## begin Extracted text

An Autopsy of a Fading Civilization Afraid to Name Its Enemies

By: Amil Imani

January 2, 2026

The Prophet in the Ruins

In his December 2025 commentary for The Daily Signal, “Leaders Fail When the Threat of Radical Islam Is Ignored,” Victor Davis Hanson does not merely contribute to the 24-hour news cycle; he pens a digital memento mori for a fading civilization. To review this piece from the perspective of a cultural archaeologist is to see Hanson as a man standing amidst the marble dust of a crumbling forum, frantically sketching the silhouette of a storm that the city’s architects insist is merely a light fog. Hanson emerges here as a “Prophet in the Ruins,” an intellectual classicist who recognizes that the collapse of a society rarely begins with an external breach of the walls, but with an internal rot of the language used to describe the danger.

From this perspective, Hanson’s article is a primary source document on the “Era of Euphemism.” He dissects a peculiar 21st-century pathology: the belief that naming a demon is more dangerous than the demon itself.

## end Extracted text

Exercise 1: In the essay on Hanson's commentary, which outlet published his December 2025 piece?
Exercise 2: Extend the essay on Hanson's commentary, picking up immediately after its final sentence.
The listing has no role in this work.

## begin Data

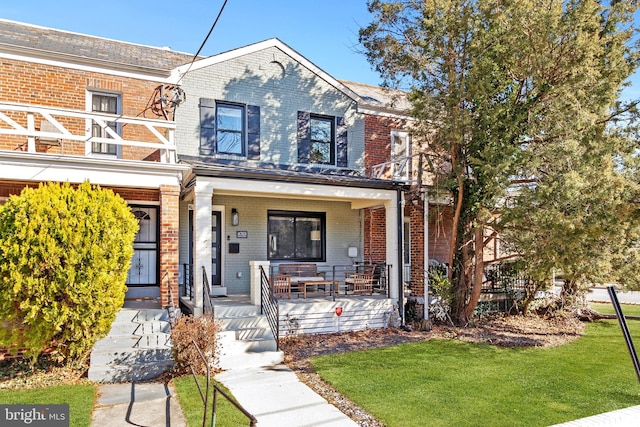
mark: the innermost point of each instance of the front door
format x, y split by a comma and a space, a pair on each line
216, 248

## end Data

Output 1: The Daily Signal.

Output 2:
Hanson begins by mapping a series of violent tremors – shootings in Australia, cancellations in Paris, and executions in Rhode Island. However, his focus isn’t on the ballistics or the blood; it is on the lexicon of the aftermath. He observes a recurring ritual among Western elites: the “nanosecond” pivot. Whenever a radical Islamist strikes, the political apparatus performs a linguistic sleight of hand, widening the lens until the specific threat disappears into a foggy generality of “all extremism.”

Hanson’s critique of the Bondi Beach response is particularly sharp. He views the Australian government’s refusal to name the ideology of the killers – preferring to pivot to “white extremism” even when the perpetrators were on terrorist watchlists – as a form of state-sponsored gaslighting. Through the lens of a cultural historian, this is the “Suicide of Clarity.” Hanson argues that when a society loses the courage to identify its enemies, it has already lost the will to protect its citizens.

The most intellectually provocative segment of the article is Hanson’s analysis of how Diversity, Equity, and Inclusion (DEI) has moved from a HR initiative to a national security vulnerability. He describes DEI as a “binary” religion that has categorized the world into fixed roles of victim and victimizer based on skin color and heritage.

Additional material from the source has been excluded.